| Stated task |
Set out the data as a Markdown table with the columns Row and Text, starting at the line containing "In this exercise you will tag every instance of the autumn" and continuing through the line containing "<point>384,343</point>", with both of those lines included. Give each line its row number and omit any blank lines.
::::::::
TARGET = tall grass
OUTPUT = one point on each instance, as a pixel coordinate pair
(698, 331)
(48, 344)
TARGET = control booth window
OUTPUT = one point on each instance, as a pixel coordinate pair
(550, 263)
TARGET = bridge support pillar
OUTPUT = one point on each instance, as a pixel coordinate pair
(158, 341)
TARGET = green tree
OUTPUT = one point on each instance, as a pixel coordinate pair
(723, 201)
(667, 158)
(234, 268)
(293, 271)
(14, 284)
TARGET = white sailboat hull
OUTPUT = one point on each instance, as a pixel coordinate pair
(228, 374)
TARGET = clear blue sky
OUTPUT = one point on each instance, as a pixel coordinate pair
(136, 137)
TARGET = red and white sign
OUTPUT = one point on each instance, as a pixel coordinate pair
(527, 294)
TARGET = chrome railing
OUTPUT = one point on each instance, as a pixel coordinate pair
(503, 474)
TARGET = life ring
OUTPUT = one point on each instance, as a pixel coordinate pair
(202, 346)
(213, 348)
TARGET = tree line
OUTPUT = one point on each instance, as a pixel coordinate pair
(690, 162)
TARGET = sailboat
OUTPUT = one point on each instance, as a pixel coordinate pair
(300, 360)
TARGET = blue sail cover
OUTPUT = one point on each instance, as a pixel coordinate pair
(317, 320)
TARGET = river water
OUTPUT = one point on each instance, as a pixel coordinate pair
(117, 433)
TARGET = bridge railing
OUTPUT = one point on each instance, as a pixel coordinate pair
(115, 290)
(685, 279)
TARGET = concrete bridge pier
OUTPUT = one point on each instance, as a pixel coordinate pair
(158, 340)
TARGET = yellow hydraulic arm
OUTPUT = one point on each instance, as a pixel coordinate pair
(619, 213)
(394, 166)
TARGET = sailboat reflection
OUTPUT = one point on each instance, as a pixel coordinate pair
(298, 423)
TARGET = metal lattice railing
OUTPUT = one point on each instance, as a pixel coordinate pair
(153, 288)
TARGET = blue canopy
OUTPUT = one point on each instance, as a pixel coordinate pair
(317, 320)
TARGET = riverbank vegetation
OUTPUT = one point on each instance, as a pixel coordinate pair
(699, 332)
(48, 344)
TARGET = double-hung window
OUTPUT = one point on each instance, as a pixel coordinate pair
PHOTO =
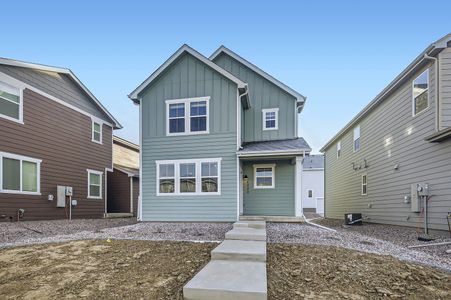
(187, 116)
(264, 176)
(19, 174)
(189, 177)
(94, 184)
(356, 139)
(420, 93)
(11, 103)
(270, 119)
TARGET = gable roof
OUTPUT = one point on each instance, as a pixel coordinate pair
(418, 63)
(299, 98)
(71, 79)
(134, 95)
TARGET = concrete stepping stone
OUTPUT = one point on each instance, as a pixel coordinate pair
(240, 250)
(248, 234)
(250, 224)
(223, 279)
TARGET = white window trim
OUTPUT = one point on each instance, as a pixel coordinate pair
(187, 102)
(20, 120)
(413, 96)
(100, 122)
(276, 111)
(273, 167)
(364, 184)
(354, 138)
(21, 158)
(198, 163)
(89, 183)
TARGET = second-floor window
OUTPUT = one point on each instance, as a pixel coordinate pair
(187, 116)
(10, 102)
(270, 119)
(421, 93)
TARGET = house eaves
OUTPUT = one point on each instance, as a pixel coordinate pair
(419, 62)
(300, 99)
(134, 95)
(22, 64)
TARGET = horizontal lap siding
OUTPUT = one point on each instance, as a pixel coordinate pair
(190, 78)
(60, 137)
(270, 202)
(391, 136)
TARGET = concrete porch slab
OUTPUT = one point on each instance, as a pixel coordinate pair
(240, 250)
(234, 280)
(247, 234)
::::::::
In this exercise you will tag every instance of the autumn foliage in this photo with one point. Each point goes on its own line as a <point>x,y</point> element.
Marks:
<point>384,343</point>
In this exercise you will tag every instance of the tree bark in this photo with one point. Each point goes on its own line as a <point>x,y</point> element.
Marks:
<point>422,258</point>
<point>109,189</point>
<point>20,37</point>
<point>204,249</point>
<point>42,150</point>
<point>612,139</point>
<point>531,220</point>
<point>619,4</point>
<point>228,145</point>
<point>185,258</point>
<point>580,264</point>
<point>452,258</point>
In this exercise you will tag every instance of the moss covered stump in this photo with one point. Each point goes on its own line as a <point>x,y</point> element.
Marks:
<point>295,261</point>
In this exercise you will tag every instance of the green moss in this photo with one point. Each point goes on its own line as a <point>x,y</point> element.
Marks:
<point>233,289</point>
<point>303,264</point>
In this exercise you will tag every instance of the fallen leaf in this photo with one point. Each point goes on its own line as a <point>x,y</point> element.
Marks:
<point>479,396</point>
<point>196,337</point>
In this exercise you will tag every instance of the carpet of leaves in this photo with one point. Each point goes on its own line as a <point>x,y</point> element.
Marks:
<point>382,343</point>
::::::::
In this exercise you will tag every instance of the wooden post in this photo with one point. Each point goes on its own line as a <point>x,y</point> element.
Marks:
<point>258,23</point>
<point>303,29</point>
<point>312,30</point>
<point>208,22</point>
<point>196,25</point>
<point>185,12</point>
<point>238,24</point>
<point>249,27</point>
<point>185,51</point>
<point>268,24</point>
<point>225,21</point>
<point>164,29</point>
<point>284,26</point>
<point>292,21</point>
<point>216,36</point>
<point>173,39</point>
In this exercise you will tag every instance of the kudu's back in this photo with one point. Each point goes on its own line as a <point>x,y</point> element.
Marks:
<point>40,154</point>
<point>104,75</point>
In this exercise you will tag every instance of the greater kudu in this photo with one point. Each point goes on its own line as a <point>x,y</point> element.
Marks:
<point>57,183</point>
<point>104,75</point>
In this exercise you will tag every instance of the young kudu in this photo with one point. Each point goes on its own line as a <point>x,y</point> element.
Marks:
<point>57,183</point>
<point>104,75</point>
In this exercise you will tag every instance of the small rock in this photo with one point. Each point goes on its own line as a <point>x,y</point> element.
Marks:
::::::::
| The result |
| Row | Text |
|---|---|
| 1 | In this exercise you will tag every instance of the autumn foliage in this photo with one point. Each point goes on its own line as a <point>x,y</point> element. |
| 2 | Marks: |
| 3 | <point>384,343</point> |